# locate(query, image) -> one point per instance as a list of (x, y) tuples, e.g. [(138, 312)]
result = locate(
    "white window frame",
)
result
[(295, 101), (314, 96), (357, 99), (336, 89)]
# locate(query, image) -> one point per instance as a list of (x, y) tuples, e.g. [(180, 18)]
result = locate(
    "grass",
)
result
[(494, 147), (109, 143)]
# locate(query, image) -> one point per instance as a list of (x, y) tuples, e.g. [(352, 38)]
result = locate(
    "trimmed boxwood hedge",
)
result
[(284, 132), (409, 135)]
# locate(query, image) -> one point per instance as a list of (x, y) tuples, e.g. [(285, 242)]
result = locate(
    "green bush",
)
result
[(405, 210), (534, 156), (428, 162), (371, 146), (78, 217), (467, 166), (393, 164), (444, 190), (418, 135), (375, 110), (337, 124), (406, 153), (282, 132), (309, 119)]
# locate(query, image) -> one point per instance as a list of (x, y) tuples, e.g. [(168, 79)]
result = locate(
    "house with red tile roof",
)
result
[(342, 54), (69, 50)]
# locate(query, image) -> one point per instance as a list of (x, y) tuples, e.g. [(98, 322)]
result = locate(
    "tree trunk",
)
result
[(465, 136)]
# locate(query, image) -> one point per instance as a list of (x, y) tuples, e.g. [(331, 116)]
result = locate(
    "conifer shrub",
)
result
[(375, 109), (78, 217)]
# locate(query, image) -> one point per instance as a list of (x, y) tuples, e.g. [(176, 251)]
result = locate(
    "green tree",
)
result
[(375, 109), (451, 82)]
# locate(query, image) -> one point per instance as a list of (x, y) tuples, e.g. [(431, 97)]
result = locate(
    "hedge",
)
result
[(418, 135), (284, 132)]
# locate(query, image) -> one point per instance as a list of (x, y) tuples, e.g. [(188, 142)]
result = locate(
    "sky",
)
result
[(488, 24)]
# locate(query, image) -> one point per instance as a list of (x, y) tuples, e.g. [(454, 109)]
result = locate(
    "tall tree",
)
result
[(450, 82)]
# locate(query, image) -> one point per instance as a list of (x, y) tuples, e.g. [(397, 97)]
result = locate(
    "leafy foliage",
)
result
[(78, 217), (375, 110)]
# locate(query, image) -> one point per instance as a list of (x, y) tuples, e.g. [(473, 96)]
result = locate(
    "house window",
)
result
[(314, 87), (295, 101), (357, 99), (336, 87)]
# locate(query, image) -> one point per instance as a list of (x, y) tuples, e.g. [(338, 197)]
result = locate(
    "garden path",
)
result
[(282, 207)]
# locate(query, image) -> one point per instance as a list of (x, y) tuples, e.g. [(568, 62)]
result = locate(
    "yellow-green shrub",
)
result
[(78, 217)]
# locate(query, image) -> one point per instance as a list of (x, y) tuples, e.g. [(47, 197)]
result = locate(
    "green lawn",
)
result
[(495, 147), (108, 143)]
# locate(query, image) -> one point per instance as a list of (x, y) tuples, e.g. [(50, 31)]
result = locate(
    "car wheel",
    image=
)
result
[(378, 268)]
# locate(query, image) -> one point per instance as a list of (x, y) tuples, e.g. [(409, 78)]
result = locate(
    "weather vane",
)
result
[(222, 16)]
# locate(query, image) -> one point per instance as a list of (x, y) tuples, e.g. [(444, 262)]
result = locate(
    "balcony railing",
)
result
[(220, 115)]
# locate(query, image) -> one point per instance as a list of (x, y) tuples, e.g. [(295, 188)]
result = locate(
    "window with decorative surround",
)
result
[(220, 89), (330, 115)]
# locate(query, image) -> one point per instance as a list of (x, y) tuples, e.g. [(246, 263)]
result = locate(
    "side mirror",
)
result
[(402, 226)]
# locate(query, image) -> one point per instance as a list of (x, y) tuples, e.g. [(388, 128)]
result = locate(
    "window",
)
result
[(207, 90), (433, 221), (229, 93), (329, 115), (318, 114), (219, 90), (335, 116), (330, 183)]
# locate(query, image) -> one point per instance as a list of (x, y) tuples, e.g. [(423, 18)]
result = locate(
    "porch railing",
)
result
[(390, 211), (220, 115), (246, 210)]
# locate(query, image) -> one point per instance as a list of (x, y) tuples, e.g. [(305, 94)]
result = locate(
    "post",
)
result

# # # # #

Requirements –
Can you copy every record above, line for line, without altering a single character?

Exercise response –
# locate(query, image) -> one point per instance as a list of (x, y) tuples, e.g. [(138, 312)]
result = locate(
    "white window frame",
)
result
[(295, 101), (314, 96), (357, 99), (336, 89)]
# locate(query, image) -> one point per instance as a list of (x, y) tuples, e.g. [(180, 18)]
result = locate(
    "grass",
)
result
[(494, 147), (109, 143)]
# locate(query, image) -> one point per instance as a list of (x, y) tuples, e.g. [(352, 38)]
result = locate(
    "trimmed boxwood hedge",
)
result
[(284, 132), (409, 135)]
# locate(query, image) -> one point per instance as a list of (x, y) tuples, e.g. [(285, 242)]
result = locate(
    "green bush",
)
result
[(405, 210), (534, 156), (428, 162), (371, 146), (78, 217), (467, 166), (393, 164), (444, 190), (418, 135), (375, 110), (337, 124), (406, 153), (282, 132), (309, 119)]
# locate(query, image) -> one point per instance as a list of (x, y) tuples, e.g. [(168, 79)]
result = locate(
    "house with red tile roof",
)
result
[(342, 54), (69, 50)]
# locate(query, image) -> one point per instance as a list of (x, y) tuples, e.g. [(98, 322)]
result = locate(
    "tree trunk",
)
result
[(465, 136)]
# locate(query, image) -> one point per instance as a list of (x, y) tuples, e.g. [(331, 116)]
result = locate(
    "conifer shrub",
)
result
[(375, 109), (78, 217)]
# locate(query, image) -> one point per instance as a list of (x, y) tuples, e.g. [(176, 251)]
result = locate(
    "green tree",
)
result
[(375, 109), (451, 82)]
# locate(query, image) -> one point per instance as a list of (x, y) tuples, e.g. [(431, 97)]
result = locate(
    "hedge",
)
result
[(418, 135), (284, 132)]
# locate(query, image) -> one point per instance as a list of (x, y) tuples, e.g. [(188, 142)]
result = locate(
    "sky",
)
result
[(488, 24)]
# locate(query, image) -> one point per instance as a list of (x, y) tuples, e.g. [(454, 109)]
result = locate(
    "tall tree",
)
result
[(450, 82)]
# locate(query, image) -> one point per instance as a list of (x, y) tuples, e.g. [(397, 97)]
result = locate(
    "leafy foliage",
)
result
[(78, 217), (375, 110)]
# locate(query, image) -> one point per instance as a list of (x, y) tuples, e.g. [(473, 96)]
result = locate(
    "house window",
)
result
[(314, 87), (295, 101), (357, 99), (336, 87)]
# locate(query, image) -> one point per instance as a list of (x, y) tuples, e.g. [(338, 197)]
result = locate(
    "garden path",
)
result
[(282, 207)]
# locate(query, image) -> one point per instance as a list of (x, y) tuples, e.g. [(568, 62)]
result = locate(
    "yellow-green shrub",
)
result
[(78, 217)]
# locate(query, image) -> one point per instance as a list of (x, y) tuples, e.g. [(47, 197)]
result = locate(
    "green lawn",
)
result
[(495, 147), (108, 143)]
# locate(query, image) -> one point per instance as a list of (x, y) tuples, e.g. [(50, 31)]
result = locate(
    "car wheel",
    image=
)
result
[(378, 268)]
# locate(query, image) -> one point per instance as a list of (x, y) tuples, e.g. [(409, 78)]
result = locate(
    "weather vane",
)
result
[(222, 16)]
# locate(query, image) -> one point per instance as a list of (x, y) tuples, e.g. [(444, 262)]
result = locate(
    "balcony railing",
)
result
[(220, 115)]
# locate(query, image) -> one point per instance as a list of (x, y) tuples, e.g. [(295, 188)]
result = locate(
    "window with decorative surround",
)
result
[(220, 89), (330, 115)]
# locate(query, image) -> one point per instance as a list of (x, y) tuples, e.g. [(246, 263)]
result = locate(
    "side mirror",
)
result
[(402, 226)]
# locate(query, image) -> one point per instance as a list of (x, y) tuples, e.g. [(388, 128)]
result = locate(
    "window",
)
result
[(207, 90), (433, 221), (229, 93), (329, 115), (318, 114), (219, 90), (335, 116), (330, 183)]
# locate(query, image) -> one point per instance as a list of (x, y) tuples, e.g. [(423, 18)]
result = locate(
    "porch railing",
)
result
[(390, 211), (220, 115), (246, 210)]
# locate(query, image) -> one point per instance as a list of (x, y) tuples, e.g. [(305, 94)]
result = locate(
    "post",
)
result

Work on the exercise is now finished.